╭─ Given entries

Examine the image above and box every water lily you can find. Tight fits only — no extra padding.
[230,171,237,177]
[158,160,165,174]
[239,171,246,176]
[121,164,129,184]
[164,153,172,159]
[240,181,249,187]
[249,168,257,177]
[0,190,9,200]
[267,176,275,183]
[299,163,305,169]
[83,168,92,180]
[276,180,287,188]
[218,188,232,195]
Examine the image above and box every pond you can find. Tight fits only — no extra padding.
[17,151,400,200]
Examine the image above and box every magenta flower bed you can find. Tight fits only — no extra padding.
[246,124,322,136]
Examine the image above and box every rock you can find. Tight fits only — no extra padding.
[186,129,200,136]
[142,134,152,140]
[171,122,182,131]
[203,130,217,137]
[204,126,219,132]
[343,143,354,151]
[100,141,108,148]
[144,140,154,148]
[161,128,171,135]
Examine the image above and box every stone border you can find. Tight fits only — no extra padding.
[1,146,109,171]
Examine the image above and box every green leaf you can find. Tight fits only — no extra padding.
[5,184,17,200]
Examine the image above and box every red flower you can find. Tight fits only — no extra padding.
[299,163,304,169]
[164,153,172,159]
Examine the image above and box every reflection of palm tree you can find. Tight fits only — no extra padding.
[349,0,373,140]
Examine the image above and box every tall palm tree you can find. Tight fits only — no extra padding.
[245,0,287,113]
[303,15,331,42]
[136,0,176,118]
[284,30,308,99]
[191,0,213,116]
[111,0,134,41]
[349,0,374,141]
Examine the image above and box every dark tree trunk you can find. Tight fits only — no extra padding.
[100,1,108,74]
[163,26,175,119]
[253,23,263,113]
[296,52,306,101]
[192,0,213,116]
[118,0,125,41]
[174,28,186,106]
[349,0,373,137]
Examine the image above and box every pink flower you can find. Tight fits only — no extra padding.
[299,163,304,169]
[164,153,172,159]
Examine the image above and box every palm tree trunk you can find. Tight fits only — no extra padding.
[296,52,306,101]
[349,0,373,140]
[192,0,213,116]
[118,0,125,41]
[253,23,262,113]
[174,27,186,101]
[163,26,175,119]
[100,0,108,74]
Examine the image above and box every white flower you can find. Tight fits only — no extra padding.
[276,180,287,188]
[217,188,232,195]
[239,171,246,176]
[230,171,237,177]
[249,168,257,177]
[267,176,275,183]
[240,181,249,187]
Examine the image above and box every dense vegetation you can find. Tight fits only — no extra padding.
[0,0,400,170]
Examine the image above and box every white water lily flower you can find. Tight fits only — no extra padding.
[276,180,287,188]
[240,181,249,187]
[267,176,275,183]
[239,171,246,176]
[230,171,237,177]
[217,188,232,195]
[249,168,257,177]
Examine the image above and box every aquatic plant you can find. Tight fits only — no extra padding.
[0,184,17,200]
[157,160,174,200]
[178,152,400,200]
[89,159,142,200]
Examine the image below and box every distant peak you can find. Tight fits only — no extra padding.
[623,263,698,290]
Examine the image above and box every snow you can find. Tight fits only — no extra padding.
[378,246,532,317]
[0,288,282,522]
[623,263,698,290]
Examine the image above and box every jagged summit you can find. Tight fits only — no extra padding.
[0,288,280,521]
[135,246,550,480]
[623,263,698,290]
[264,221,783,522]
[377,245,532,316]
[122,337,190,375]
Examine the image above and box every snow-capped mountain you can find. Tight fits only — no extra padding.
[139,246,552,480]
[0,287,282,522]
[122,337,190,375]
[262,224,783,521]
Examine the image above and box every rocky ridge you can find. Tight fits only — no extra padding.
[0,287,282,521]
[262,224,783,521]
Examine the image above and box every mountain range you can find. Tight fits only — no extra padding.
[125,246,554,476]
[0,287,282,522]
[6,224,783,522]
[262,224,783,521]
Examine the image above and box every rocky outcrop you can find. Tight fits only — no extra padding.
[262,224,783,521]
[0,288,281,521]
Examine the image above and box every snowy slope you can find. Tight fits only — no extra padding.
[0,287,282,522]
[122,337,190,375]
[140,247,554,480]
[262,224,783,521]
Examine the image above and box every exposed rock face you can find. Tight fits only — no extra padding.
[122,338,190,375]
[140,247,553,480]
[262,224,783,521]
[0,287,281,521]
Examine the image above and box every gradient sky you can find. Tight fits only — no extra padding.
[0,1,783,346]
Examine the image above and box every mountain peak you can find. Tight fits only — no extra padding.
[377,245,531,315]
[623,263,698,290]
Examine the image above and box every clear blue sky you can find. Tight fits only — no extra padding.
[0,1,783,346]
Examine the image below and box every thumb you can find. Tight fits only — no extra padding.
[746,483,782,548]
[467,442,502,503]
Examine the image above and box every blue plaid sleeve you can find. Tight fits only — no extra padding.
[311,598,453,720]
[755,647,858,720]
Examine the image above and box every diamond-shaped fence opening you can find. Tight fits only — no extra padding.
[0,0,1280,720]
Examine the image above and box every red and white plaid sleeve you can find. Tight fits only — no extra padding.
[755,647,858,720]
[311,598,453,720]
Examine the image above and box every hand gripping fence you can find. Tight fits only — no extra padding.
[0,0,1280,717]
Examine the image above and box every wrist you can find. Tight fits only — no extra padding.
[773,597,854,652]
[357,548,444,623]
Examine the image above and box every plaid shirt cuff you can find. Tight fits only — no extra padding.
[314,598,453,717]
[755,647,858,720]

╰─

### Aim
Quote each of the records above word for word, from first to last.

### Task solution
Examine the image above and box every water lily you can find. Tight fits only — no extra padding.
[230,171,237,177]
[158,160,165,174]
[239,171,246,176]
[121,164,129,184]
[164,153,172,159]
[240,181,249,187]
[249,168,257,177]
[0,190,9,200]
[267,176,275,183]
[299,163,305,169]
[83,168,92,180]
[276,180,287,188]
[218,188,232,195]
Examine the image above and box every pond you can find. Tight fits only — no extra padding.
[17,151,400,200]
Examine the image above and box every magenta flower bed you can find. Tight fits only — no extra padding.
[246,124,322,136]
Examine the image above and box every rock you can find. Tight fits only — no extra padding.
[186,129,200,136]
[142,134,152,140]
[171,122,182,131]
[203,130,217,137]
[204,126,219,132]
[343,143,354,151]
[100,141,108,148]
[144,140,154,148]
[161,128,171,135]
Examine the image above and box every stone border you can find. Tight fits only — no extra padding.
[1,146,109,171]
Examine the image above and box every green leaf you can find. Tight fits only — no extra padding.
[5,184,17,200]
Examine the image above and box every red flower you can find. Tight fits only — no extra padding.
[299,163,304,169]
[164,153,172,159]
Examine the image above and box every reflection of palm tree you can find. Tight fits only — no extra padding.
[349,0,373,140]
Examine the image above and box every tall palm tree you can find. Tight fits only — no extra padding.
[245,0,287,113]
[303,15,331,42]
[136,0,176,118]
[284,30,308,99]
[191,0,213,116]
[111,0,134,41]
[349,0,374,141]
Examine the image above and box every dark tree trunk you can find. Tight fits only — no extra padding.
[100,1,108,74]
[163,26,175,119]
[253,23,263,113]
[296,52,306,101]
[192,0,213,116]
[118,0,125,41]
[174,28,186,106]
[349,0,373,137]
Examine the image above and box every pink flower you can find. Tight fits only — no extra padding.
[299,163,304,169]
[164,153,172,159]
Examine the image above and box every palm tree trunk you can find. Tight fits only — no extra padding.
[296,52,306,101]
[349,0,373,140]
[192,0,213,116]
[118,0,125,41]
[253,23,262,113]
[174,27,186,101]
[163,26,175,119]
[100,0,108,74]
Examine the image above and box every white flower you can find. Tight fits only — no extra padding.
[276,180,287,188]
[217,188,232,195]
[239,171,246,176]
[230,171,237,177]
[249,168,257,177]
[267,176,275,183]
[240,181,249,187]
Examine the image above and box every dense vegetation you can find. Tight fits only — no extra padding.
[0,0,400,170]
Examine the image above and box every white water lily flower you can find. Tight fits only — no extra padding.
[276,180,287,188]
[240,181,249,187]
[267,176,275,183]
[239,171,246,176]
[230,171,237,177]
[217,188,232,195]
[249,168,257,177]
Examine the image above and box every aquatic plant you can find. Tight fits only — no extra padding.
[0,184,17,200]
[157,160,174,200]
[178,152,400,200]
[89,159,142,200]
Examine the image below and box every distant peak you can find. Tight fits only — no extra padding.
[623,263,698,290]
Examine the image above and box every snow you can find. Tight fits only — no extra padding.
[378,246,532,317]
[0,288,282,522]
[623,263,698,290]
Examine the image above and box every jagged summit you can find. Tight fits only — no extra padding.
[0,288,280,521]
[135,246,550,480]
[623,263,698,290]
[264,221,783,522]
[377,245,532,316]
[122,337,190,375]
Examine the image above and box every snow-capped mountain you can find. Tight fits only — no extra padding.
[139,246,552,480]
[0,287,282,522]
[122,337,190,375]
[262,224,783,521]
Examine the image above and box every rocky ridge you can find. Tight fits only — no extra padding.
[0,287,282,521]
[262,224,783,521]
Examine the image above and box every mountain range you can find. Tight fits only — no extra padding.
[125,246,554,476]
[0,287,282,522]
[6,224,783,522]
[262,224,783,521]
Examine the image above and box every rocky outcrop you can find. Tight fits only — no extra padding.
[262,224,783,521]
[0,288,281,521]
Examine the image above and box every snowy slope you can find. Tight fits only — no extra padding.
[0,287,282,522]
[122,337,190,375]
[140,247,554,480]
[262,224,783,521]
Examine the image above and box every exposed rock face you can find. Tight fits only — no extra padding.
[122,338,190,375]
[140,247,553,480]
[262,224,783,521]
[0,287,281,521]
Examine the image above and box every gradient sky you can find. Tight fits only — no extra padding.
[0,1,783,346]
Examine the image above and box every mountain peak you can find. Tight fits only — no extra padding.
[377,245,531,315]
[623,263,698,290]
Examine the image above and box every clear blue sky you can find. Tight fits only — no extra padding.
[0,1,783,346]
Examine the image below and box every thumb you can find. Tight fits only — no extra padding.
[746,483,782,548]
[467,442,502,503]
Examine the image above and box every blue plaid sleeve you can find. Tight fits only — no extra padding.
[311,598,453,720]
[755,647,858,720]
Examine the image above and box every diamond-shaped fence opening you can find. Tight fits only — no extra padding.
[0,0,1280,720]
Examine the image above and box every red and white plaid sleeve you can find. Tight fits only — no extra padding.
[755,647,858,720]
[311,598,453,720]
Examine the image above and box every hand gripping fence you can find. Tight fits only — no extra padding.
[0,0,1280,717]
Examine the image above and box every wrist you can find. Tight fits only — no extra padding.
[773,597,854,652]
[357,548,444,623]
Examine the image above and box every plaid shirt cuff you can find. Tight fits only — no extra padding.
[314,598,453,717]
[755,647,858,720]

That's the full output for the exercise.